OpenAI: From Hero to zero
OpenAI made LLMs available to the masses. No question about it.
Before ChatGPT, AI felt like something for researchers and big labs. After ChatGPT, my parents, non-technical friends, and basically everyone started using it.
For a while, “just ask ChatGPT” became almost the same as “just Google it”.
That is a massive achievement, but now the picture looks different.
ChatGPT is no longer alone
The quality gap has closed.
Gemini got better. Claude got better. Copilot got better. Open-source models got better.
For many daily tasks, people no longer care that much which model they use. They just use the one that is already in front of them.
And this is where OpenAI starts losing ground.
No platform advantage
OpenAI has a great product, but it does not own the platform where most people spend their time.
- Google can ship Gemini directly into Android (+ iOS in the future, deal has already happened!), Chrome, Workspace, and Search.
- Microsoft can push Copilot into Windows, Office, GitHub, and enterprise workflows.
OpenAI has to fight for distribution every single day.
If AI is bundled directly into the operating system, browser, IDE, and productivity apps, users will often pick convenience over model preference.
That is not a model-quality problem, it is a platform problem.
The business model problem
There is another issue: economics.
Companies like Google, Microsoft, and Apple can fund AI from multiple profitable businesses. They can accept thinner margins on AI because they earn money elsewhere.
OpenAI is in a tougher position. Training and serving frontier models is expensive, competition is brutal, and the company depends heavily on external capital.
That is a hard setup when rivals can subsidize AI as part of a much larger ecosystem strategy.
From hero to zero?
Not really zero.
OpenAI is still one of the key reasons AI became mainstream. It still ships top-tier models and keeps pushing the field forward.
But being the innovator is not the same as being the long-term winner.
Tech history is full of companies that invented the future, but lost the distribution and business battle later.
And beyond product and distribution, there is also a trust question.
OpenAI started with a very public mission around benefiting humanity. In parallel, its positioning moved toward commercial scale, aggressive enterprise expansion, and now also defense-related partnerships. You can agree or disagree with that direction, but the shift is hard to ignore.
If users and developers start feeling that the original mission was mostly branding, that also weakens long-term loyalty.
What this means for us
As developers and knowledge workers, we should care less about brand loyalty and more about practical outcomes.
Use the model that fits your workflow, your budget, and your ecosystem.
The winner might not be the model with the best benchmark score. The winner will likely be the one that is available everywhere, cheap enough, and good enough, and trusted enough by users, developers, and companies to become part of their daily workflow.
Right now, that race is still wide open. OpenAI is losing ground though.

RAW DATA:
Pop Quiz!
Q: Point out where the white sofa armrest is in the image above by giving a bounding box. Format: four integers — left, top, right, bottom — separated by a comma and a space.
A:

ACTIVITY: In the article about OpenAI, what kind of problem does the author call the bundling of AI into operating systems, browsers, IDEs, and productivity apps?

TASK OUTPUT: A platform problem, not a model-quality problem.